*Ihre Aufgabe*.
Führen Sie sämtliche politischen Parteien auf, die im nachstehenden Text über die Finanzierung des Gesundheitswesens mit ihrem Kürzel genannt werden.

*Ausgewählter Text*.
┌──

Mehr Geld fürs System

Elementar für alle ist auch die Frage der finanziellen Ausstattung des Gesundheitswesens. Erste Gespräche zwischen der Regierung und der Österreichischen Gesundheitskasse haben zuletzt ergeben, dass man der ÖGK zumindest mit einem dreistelligen Millionenbetrag aushelfen will, um coronabedingte Ausfälle abzufangen. Für SPÖ-Gesundheitssprecher Philip Kucher ist das aber noch nicht genug. „Der – durch falsche Reformen der schwarz-blauen Regierung geschwächte – Patient Gesundheitssystem leidet an Geldmangel, weil die Regierung kein Geld nachschießt und auch keine Garantien abgibt“, sagt er. Das schade enorm und zwinge alle Akteure im Gesundheitssystem zum Sparen beim Patienten. Kucher: „Die Regierung muss eine Geldinfusion geben. Spitals- und Kassenärzte halten das Gesundheitssystem aufrecht und brauchen dringend insgesamt eine Stärkung. Ich denke, das wird Geld kosten.“ Man müsse den „Sparwahn der ÖVP“ im öffentlichen Gesundheitssystem beenden, fordert er. Bis auf die FPÖ sind deshalb auch alle Parteien einig, dass die öffentliche Hand die Ausrüstung der Ordinationen mit Schutzausrüstung übernehmen muss. FPÖ-Gesundheitssprecher Gerhard Kaniak wünscht sich hingegen eine Lösung dahingehend, dass die hausärztliche Versorgung generell ausgebaut wird: „Dies muss auch mit einer entsprechenden Aufwertung in der Honorarordnung im Rahmen des Gesamtvertrags mit der Sozialversicherung Berücksichtigung finden“, sagt er.

└──

*Zu prüfende Datensätze*.

┌──

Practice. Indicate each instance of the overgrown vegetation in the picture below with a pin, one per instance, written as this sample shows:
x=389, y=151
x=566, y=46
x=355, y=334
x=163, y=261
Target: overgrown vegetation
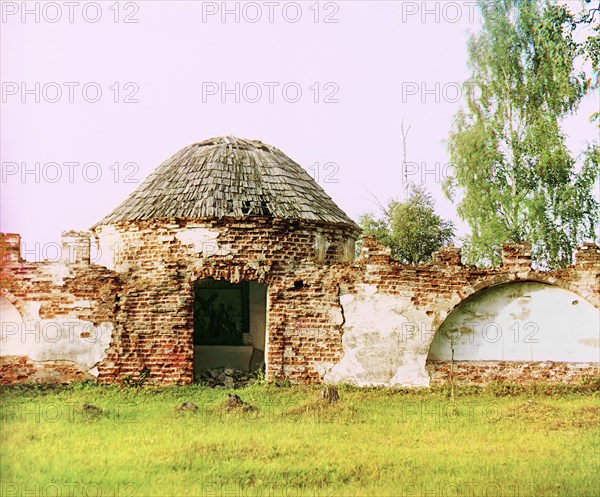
x=512, y=172
x=412, y=229
x=500, y=440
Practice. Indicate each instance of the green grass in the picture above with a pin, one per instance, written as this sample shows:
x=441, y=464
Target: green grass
x=503, y=441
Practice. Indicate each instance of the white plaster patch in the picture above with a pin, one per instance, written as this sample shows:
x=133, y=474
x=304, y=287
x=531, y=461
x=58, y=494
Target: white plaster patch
x=110, y=248
x=203, y=241
x=385, y=341
x=521, y=321
x=60, y=339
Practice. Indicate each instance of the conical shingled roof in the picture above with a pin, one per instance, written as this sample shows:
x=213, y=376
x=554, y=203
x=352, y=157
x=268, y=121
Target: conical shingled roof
x=228, y=177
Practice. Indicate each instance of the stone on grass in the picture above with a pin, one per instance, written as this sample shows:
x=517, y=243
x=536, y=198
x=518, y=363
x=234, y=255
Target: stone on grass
x=187, y=407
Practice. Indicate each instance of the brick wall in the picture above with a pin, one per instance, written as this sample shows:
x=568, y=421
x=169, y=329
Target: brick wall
x=148, y=297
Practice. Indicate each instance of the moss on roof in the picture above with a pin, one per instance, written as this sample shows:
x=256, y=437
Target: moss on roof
x=228, y=177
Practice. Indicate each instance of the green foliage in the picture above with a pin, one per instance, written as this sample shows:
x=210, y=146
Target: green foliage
x=516, y=177
x=411, y=229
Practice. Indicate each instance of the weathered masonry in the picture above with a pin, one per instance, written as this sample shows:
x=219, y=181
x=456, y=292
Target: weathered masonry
x=230, y=254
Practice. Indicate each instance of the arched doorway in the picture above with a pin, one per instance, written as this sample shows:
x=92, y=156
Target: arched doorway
x=230, y=322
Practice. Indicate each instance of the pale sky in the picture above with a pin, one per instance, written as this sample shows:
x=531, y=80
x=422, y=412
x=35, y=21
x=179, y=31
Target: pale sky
x=331, y=95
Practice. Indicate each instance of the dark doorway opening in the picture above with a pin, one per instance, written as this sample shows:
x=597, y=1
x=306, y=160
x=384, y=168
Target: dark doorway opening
x=229, y=325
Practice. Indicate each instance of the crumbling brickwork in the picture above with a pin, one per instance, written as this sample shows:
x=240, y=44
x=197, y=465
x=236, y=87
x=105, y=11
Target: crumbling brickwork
x=148, y=297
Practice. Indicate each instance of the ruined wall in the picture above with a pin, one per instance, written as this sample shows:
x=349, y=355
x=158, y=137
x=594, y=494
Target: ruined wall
x=393, y=313
x=368, y=322
x=161, y=260
x=57, y=319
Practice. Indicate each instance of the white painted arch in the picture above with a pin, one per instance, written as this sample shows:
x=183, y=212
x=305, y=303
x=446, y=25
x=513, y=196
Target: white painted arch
x=520, y=321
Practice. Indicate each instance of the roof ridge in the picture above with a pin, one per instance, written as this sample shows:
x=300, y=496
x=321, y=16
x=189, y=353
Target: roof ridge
x=228, y=177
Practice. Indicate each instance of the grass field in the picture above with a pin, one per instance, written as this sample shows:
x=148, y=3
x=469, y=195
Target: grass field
x=502, y=441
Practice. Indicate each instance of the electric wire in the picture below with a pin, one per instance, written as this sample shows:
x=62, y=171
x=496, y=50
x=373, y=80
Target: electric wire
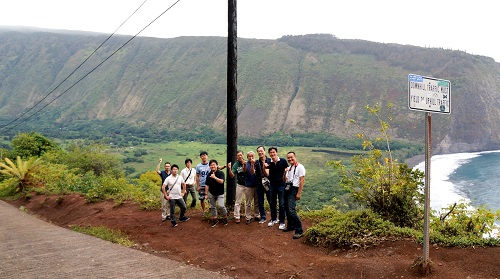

└──

*Ihre Antwort*.
SPÖ, ÖVP, FPÖ